Task: Write out each line of the material again, word for word.

Information supplied:
____

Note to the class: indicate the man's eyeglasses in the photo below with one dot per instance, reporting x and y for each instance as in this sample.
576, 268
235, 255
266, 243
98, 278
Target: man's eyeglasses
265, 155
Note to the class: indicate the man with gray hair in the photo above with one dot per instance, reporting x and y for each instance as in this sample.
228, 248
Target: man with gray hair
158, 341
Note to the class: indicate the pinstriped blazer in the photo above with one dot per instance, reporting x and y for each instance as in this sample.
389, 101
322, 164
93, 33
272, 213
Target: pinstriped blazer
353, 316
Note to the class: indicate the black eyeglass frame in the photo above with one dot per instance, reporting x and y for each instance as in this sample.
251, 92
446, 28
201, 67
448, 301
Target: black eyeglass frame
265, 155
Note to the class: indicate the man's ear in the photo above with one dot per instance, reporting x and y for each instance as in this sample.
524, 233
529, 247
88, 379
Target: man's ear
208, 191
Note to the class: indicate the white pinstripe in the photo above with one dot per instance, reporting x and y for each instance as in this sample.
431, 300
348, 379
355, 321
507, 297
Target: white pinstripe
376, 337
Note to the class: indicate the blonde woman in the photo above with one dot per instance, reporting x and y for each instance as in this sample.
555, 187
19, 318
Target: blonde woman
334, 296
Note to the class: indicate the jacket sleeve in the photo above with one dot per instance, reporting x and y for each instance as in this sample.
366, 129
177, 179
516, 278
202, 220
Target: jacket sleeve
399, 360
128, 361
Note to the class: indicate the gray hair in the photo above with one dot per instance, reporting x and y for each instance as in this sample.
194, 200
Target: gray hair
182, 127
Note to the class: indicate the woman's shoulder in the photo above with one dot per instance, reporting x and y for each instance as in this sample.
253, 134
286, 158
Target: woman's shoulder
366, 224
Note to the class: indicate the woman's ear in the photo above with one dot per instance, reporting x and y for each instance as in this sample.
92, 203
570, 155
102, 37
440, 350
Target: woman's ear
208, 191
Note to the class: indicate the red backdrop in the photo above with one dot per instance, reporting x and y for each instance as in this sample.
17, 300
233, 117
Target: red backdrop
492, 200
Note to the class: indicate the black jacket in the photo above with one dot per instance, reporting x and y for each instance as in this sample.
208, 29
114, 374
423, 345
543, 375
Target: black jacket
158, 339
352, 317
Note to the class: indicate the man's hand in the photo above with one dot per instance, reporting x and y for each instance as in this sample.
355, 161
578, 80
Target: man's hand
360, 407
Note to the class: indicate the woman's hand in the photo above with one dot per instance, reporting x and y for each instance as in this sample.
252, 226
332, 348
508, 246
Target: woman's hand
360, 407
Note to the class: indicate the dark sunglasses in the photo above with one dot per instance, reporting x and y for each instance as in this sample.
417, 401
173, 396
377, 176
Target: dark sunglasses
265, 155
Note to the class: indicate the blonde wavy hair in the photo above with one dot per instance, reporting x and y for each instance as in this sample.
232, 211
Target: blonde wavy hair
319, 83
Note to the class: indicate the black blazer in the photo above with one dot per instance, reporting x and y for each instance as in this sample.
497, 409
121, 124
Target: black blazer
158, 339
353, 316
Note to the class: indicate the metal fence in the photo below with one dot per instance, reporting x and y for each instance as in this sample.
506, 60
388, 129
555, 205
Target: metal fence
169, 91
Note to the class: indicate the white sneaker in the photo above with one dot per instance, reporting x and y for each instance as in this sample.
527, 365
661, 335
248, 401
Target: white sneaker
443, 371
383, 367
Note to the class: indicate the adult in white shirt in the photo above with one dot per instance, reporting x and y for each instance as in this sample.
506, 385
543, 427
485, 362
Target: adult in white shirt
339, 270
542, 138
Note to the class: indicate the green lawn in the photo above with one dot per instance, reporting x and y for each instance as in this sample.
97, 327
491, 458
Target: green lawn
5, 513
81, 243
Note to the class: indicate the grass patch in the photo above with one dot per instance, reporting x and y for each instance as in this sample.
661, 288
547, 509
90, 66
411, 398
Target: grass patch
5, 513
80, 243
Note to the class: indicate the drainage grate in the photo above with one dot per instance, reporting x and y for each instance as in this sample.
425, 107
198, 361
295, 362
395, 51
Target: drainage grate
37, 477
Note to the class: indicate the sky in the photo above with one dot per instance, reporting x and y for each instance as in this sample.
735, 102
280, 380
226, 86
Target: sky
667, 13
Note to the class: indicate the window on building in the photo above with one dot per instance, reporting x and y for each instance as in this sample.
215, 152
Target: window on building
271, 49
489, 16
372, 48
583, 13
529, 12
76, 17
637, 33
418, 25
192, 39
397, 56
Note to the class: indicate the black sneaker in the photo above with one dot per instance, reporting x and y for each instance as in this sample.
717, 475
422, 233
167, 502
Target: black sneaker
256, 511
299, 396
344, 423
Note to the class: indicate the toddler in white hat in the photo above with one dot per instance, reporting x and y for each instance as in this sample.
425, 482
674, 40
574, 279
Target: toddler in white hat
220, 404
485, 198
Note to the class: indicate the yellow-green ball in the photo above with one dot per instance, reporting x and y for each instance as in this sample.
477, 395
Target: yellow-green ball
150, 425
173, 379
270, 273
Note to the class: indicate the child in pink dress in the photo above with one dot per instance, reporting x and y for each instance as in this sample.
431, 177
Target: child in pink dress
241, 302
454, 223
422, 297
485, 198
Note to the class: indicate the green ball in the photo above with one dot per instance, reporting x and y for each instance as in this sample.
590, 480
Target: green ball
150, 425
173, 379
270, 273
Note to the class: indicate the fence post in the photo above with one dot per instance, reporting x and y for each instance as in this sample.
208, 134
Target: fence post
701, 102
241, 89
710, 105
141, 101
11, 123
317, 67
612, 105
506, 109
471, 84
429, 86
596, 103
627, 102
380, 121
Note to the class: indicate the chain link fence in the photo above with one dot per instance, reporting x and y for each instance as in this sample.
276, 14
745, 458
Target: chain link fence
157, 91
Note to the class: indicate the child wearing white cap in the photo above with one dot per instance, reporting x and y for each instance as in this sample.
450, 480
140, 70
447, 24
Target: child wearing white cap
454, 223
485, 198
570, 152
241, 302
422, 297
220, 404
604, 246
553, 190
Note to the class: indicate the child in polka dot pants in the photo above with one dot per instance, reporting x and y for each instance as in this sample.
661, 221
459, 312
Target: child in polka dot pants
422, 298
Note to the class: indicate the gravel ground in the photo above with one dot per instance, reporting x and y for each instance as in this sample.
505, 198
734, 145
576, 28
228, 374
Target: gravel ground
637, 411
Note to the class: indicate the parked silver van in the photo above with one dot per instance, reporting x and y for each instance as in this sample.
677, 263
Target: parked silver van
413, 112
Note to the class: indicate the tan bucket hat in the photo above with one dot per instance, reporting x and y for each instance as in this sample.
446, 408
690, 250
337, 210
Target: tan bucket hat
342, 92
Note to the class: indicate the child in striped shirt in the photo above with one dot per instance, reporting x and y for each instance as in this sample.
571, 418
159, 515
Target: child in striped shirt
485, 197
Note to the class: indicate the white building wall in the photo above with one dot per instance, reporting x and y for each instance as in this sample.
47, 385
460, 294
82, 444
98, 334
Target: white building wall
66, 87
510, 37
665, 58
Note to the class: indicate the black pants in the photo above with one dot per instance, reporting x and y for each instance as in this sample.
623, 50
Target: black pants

____

Solution to the exercise:
Note to the class: indicate the man's eyeglasses in the photo below with one dot per instance, reporting x and y for each instance as in this sample.
576, 268
235, 255
266, 243
98, 278
Target: man's eyeglasses
265, 155
Note to the class: indicate the man with gray hair in the photo above with one dot per instance, reporting x and y for each instance as in this sample.
228, 248
Target: man with gray hair
158, 341
Note to the class: indicate the pinstriped blazer in the photo above with one dot per instance, reporting x and y for each instance as in this sample.
389, 101
322, 164
93, 33
272, 213
Target: pinstriped blazer
353, 316
Note to the class: indicate the black eyeglass frame in the photo above with one dot per instance, reporting x and y for each instance as in this sample.
251, 92
446, 28
201, 67
448, 301
Target: black eyeglass frame
265, 155
Note to the class: indicate the man's ear in the photo above with one dot per instance, reporting x and y for each instance as in this sample.
524, 233
529, 247
88, 379
Target: man's ear
208, 191
Note to the class: indicate the white pinstripe in the photo above with one dot per instance, reporting x and y for each instance as in this sample.
431, 300
348, 379
355, 321
507, 297
Target: white pinstripe
376, 337
Note to the class: indicate the blonde woman in the photo above with one dot per instance, reporting x and y for each instance as in this sample.
555, 187
19, 318
Target: blonde woman
334, 296
Note to the class: indicate the jacket sleeve in the photo above with one dot per instance, reporting x and y for each instance as in this sample.
366, 129
177, 179
516, 278
202, 220
Target: jacket sleeve
399, 360
128, 361
Note to the class: indicate the gray hair in the photo above with one dot per instance, reporting x and y for each instance as in this sample.
194, 200
Target: gray hair
182, 127
Note to the class: indicate the woman's shoulder in the photo above with one dot per instance, reporting x and y for each instance as in this sample.
253, 134
286, 158
Target: woman's shoulder
366, 224
Note to the class: indicate the woman's ear in the photo above with one dot per instance, reporting x and y for each instance as in this sample.
92, 203
570, 155
102, 37
440, 350
Target: woman's ear
208, 191
Note to the class: indicate the red backdrop in the photo above with one dot per instance, reporting x and y for each instance as in this sample.
17, 300
233, 117
Target: red backdrop
492, 200
Note to the class: indicate the black jacket in the photo above with one dot per instance, reporting x and y for each instance as in this sample.
208, 29
114, 374
423, 345
543, 375
Target: black jacket
158, 339
352, 317
Note to the class: indicate the man's hand in the photo above with one dot per instance, reporting x and y for each instance as in this sample.
355, 161
578, 80
Target: man's hand
360, 407
Note to the class: indicate the woman's hand in the photo above with one dot per instance, reporting x and y for each instance as in this sample.
252, 226
332, 348
508, 246
Target: woman's hand
360, 407
Note to the class: indicate the dark sunglasses in the photo above with one dot per instance, reporting x and y for each instance as in this sample.
417, 401
173, 396
377, 176
Target: dark sunglasses
265, 155
Note to the class: indicate the blonde wavy hair in the photo above with one dot per instance, reporting x and y for each instance as in this sample.
232, 211
Target: blonde wavy hair
319, 83
Note to the class: indicate the black blazer in the photo above with one dot per instance, reporting x and y for each instance as in this sample.
497, 409
121, 124
Target: black blazer
158, 339
353, 316
Note to the class: indicate the metal fence in the photo below with one dot per instance, reporting x and y for each instance as in this sample.
506, 60
388, 129
555, 205
Target: metal fence
169, 91
Note to the class: indicate the white sneaker in the photo above with one dot per instance, reporting x and y for each instance as in this sample.
527, 365
661, 335
248, 401
Target: white sneaker
443, 371
383, 367
Note to the class: indicate the adult in white shirt in the photo above with one dot per instance, reporting x and y for each instance as in this sample.
506, 385
543, 427
485, 362
Target: adult in white shirt
339, 270
542, 138
Note to the class: indicate the green lawn in the photo above with one dot per instance, reporting x and y for each instance as in this sample.
97, 327
491, 458
Target: green lawn
5, 513
81, 243
Note to the class: indicate the grass patch in the photo above with one dot per instance, reporting x and y for each instance as in this sample.
661, 288
547, 509
90, 66
411, 398
Target: grass patch
5, 513
80, 243
Note to the class: indicate the drainage grate in the photo above with one dot per instance, reporting x and y for each instance as in this sample.
425, 107
198, 361
295, 362
395, 51
Target: drainage grate
37, 477
Note to the class: indicate the sky in the photo above with one dot per instance, reporting x and y for each instance as in this sample.
735, 102
280, 380
226, 86
Target: sky
667, 13
Note to the class: indicate the window on building in the photo above with one dot per instance, reporting x and y for each instance as in this sample.
215, 152
Target: window on building
271, 49
489, 16
372, 48
583, 13
529, 12
76, 17
637, 33
418, 25
192, 39
397, 56
Note to the class: indicate the black sneaker in the photo above with one dot per instance, reporting x and y for each instance as in this sample.
717, 475
422, 233
167, 502
Target: black sneaker
256, 511
299, 396
344, 423
Note to the class: indicate the toddler in white hat in the photo above with one dot per instance, reporting x and y for each instance as in this sample.
425, 482
674, 40
574, 279
Target: toddler in white hat
220, 404
485, 198
Note to the class: indicate the yellow-green ball in the photo above with one dot per instance, reporting x and y for each instance as in this sample.
477, 395
Target: yellow-green ball
150, 425
173, 379
270, 273
Note to the class: indicate the child in pink dress in the photo above with one dot per instance, reporting x and y for each instance as in this sample.
431, 177
Target: child in pink dress
241, 302
454, 223
422, 297
485, 198
Note to the class: indicate the green ball in the photo above with one dot per instance, reporting x and y for each instance as in this sample.
590, 480
Target: green ball
150, 425
173, 379
270, 273
Note to the class: indicate the fence post in the photo above with one dot per instance, reporting x and y for each instance as in this sample.
208, 134
Target: fence post
701, 102
241, 89
710, 105
141, 101
11, 123
317, 67
612, 105
506, 109
471, 84
429, 86
596, 103
627, 102
380, 121
Note to the class: indicate the chain link fence in the photo above with one dot per instance, reporting x and y for each instance as in this sample.
276, 14
745, 458
Target: chain link fence
157, 91
Note to the class: indicate the child wearing white cap in the photo above with one dot per instance, reporting x and y for each instance as in this sample.
450, 480
140, 70
447, 24
Target: child wearing white cap
454, 223
485, 198
570, 152
241, 302
422, 297
220, 404
604, 246
553, 190
Note to the class: indicate the child in polka dot pants in the photo above with one dot per instance, reporting x and y for each instance as in this sample.
661, 221
459, 312
Target: child in polka dot pants
422, 298
Note to the class: indicate the gravel ground in the photo above with one dot per instance, reporting x and y for each instance as in this sample.
505, 198
734, 145
576, 28
228, 374
Target: gravel ground
637, 411
Note to the class: indicate the parked silver van in the photo above with one dot per instance, reporting x and y for each instance as in this sample.
677, 263
Target: parked silver van
413, 112
Note to the class: indicate the tan bucket hat in the photo above with one dot per instance, reporting x and y for each instance as in this sample.
446, 408
690, 250
337, 210
Target: tan bucket hat
342, 92
Note to the class: indicate the child in striped shirt in the photo above with one dot per instance, reporting x and y for each instance as in this sample.
571, 418
159, 515
Target: child in striped shirt
485, 197
Note to the class: indicate the white building wall in the photo above with one dot per instance, reporting x and y for each instance as in this sample.
47, 385
460, 294
82, 444
98, 334
Target: white building wall
66, 87
510, 37
665, 58
Note to the class: indicate the black pants in the photo above with one dot per instance, reporting x and y for each instance as in this sample.
623, 50
Target: black pants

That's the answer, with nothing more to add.